• TEXT SEGMENT:
==============================
SAFTU demands urgent action to end the violent crime in Manenberg

The South African Federation of Trade Unions is appalled at the dire situation facing residents of Manenberg, Cape Town, as violent criminals rampage through the streets with impunity. These are just some of the horror stories which have hit the headlines in the recent period:

A 67-year-old man on his way to collect his pension was shot and killed after he was caught in what is believed to be gang-related crossfire… He set out early to go collect his pension at a pay point but wound up becoming yet another casualty of Manenberg’s bloody gang war. He lay for hours in a pool of blood after apparently trying to intervene in an alleged gang shooting in the early hours of the morning.

An eight-year-old girl witnessed a man being shot in front of her near her home in Manenberg. Her mother had sent children to buy ice-creams after church. As they crossed the road there was a guy sitting on the pavement. A car pulled up in front of them and they saw the driver point a gun out of the windward and shoot the man on the pavement in the chest. Since then the girl has been battling to sleep and refusing to play outside as she usually did.

Staff at the Manenberg Clinic have been left traumatised after stray bullets hit the facility in a shooting. A man died after he was caught in gang crossfire while on his way to the clinic.

On Tuesday, the usually bustling streets of Manenberg were deserted, as parents kept their children indoors after a morning of intermittent shootings… Children weren’t even able to play in the park as their mothers had to worry about them being struck by stray bullets.
==============================
• Saved entries:
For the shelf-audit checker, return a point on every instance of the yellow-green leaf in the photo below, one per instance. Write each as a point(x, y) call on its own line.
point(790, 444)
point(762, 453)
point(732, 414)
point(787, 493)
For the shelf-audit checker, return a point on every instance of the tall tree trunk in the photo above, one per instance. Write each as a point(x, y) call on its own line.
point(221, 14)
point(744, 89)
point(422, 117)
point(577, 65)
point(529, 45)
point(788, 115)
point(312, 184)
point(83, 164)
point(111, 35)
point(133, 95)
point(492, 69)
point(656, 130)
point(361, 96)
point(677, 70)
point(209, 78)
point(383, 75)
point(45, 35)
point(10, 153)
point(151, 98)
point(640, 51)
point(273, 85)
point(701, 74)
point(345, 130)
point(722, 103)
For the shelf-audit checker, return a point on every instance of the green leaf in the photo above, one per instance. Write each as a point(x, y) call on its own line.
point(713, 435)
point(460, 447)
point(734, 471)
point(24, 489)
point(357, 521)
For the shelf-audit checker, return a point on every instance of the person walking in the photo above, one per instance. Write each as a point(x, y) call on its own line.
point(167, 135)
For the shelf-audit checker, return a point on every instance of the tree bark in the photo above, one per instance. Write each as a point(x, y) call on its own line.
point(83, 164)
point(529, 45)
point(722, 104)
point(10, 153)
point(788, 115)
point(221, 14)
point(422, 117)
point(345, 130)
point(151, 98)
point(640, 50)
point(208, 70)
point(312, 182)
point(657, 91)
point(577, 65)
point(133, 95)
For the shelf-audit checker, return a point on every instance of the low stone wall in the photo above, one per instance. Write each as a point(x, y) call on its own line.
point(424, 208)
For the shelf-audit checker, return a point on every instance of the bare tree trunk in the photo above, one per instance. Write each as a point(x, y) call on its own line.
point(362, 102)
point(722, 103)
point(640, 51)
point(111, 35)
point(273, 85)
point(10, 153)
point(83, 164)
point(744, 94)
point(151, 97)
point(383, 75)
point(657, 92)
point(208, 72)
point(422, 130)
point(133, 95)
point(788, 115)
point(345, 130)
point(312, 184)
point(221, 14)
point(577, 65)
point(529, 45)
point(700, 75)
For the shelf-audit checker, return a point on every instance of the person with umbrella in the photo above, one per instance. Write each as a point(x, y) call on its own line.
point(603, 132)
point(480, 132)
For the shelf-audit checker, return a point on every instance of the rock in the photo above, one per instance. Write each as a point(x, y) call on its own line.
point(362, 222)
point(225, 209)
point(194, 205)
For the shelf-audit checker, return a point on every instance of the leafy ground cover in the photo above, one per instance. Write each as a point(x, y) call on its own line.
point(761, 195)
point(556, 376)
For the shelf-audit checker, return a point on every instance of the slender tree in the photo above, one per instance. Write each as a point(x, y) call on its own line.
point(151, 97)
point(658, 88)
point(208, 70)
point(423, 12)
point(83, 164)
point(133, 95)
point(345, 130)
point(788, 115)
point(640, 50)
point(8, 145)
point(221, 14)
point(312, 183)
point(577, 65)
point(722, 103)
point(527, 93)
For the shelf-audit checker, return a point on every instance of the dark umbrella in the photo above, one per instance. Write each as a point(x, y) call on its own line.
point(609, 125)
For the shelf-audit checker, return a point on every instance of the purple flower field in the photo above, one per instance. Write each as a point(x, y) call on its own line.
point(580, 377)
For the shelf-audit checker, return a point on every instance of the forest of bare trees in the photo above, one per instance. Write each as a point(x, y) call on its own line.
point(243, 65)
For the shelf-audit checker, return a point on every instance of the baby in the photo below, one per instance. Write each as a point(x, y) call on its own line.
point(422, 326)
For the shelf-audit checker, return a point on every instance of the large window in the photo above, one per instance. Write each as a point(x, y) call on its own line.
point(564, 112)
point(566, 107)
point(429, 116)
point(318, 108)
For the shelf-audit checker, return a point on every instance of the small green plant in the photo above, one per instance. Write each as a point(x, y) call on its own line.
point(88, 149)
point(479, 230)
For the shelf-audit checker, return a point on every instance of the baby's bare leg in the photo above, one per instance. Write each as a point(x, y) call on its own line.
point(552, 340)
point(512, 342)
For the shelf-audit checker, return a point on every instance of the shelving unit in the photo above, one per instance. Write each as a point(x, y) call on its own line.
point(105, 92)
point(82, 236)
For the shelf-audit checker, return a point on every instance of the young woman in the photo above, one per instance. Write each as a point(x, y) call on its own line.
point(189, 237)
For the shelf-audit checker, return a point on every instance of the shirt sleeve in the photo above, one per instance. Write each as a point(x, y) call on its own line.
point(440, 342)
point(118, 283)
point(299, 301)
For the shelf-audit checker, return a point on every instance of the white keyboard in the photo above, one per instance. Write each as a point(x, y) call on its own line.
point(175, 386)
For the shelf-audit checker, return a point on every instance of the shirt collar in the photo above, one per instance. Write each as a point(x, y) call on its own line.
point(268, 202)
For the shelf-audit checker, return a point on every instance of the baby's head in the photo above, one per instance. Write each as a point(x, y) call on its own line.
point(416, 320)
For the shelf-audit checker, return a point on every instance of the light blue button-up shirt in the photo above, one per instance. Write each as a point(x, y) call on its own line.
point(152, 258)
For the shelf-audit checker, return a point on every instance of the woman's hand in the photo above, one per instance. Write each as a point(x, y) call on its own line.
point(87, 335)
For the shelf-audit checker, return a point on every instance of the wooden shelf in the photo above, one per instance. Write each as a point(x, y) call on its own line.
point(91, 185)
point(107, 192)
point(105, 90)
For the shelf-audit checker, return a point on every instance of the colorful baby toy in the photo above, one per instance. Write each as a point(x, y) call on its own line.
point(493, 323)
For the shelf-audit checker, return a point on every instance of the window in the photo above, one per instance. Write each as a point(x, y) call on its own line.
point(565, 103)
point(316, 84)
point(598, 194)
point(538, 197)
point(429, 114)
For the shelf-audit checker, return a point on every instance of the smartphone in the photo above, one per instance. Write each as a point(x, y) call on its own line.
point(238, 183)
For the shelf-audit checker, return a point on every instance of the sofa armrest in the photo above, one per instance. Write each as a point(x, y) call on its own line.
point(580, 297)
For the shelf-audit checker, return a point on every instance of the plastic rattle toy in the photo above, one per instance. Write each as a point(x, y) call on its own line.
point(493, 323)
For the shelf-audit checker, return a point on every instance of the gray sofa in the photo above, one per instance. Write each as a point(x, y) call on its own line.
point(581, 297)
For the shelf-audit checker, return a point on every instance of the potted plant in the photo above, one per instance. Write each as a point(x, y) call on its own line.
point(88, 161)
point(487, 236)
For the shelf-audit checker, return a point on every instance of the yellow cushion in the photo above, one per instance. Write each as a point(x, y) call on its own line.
==============================
• ABOUT THIS EXERCISE: Please continue the SAFTU statement on violent crime in Manenberg, picking up after its final sentence above.

• EXERCISE ANSWER:
Western Cape police confirmed that schools in Manenberg have now cancelled all school excursions. Previously they had to use police escorts…

Until three weeks ago, the family-run initiative called the Plea for Peace Project offered weekly after-school classes to learners and running poetry, dance and tennis activities at Manenberg Primary but recent shootings in the area have also forced them to halt lessons.

A school had to stop netball practice because the teachers are scared to stay after school.

According to locals, there have been sporadic shootings for the past two months, starting with the notorious Hard Livings gang waging war against the Clever Kids and the Dixie Boys, and escalating to the Americans and Jesters also fighting against the Hard Livings.

“Shootings, murders and attempted murders often happen in the presence of community members,” says Brigadier Enolium Joseph, station commander at Manenberg police station, “but no one reports the perpetrators … Our gangs have become a life source which include financial benefit and an opportunity for instant gratification,”

Residents are reported to be sceptical that anything could ever stop the bullets and bloodshed. “This has been going on for decades – year in, year out. You start to get used to it,” said resident Mailie George. ”We are a damaged community, thrown here by the apartheid government and told to survive. This shit has been going on since the 1970s. Do you really think anything will ever change?”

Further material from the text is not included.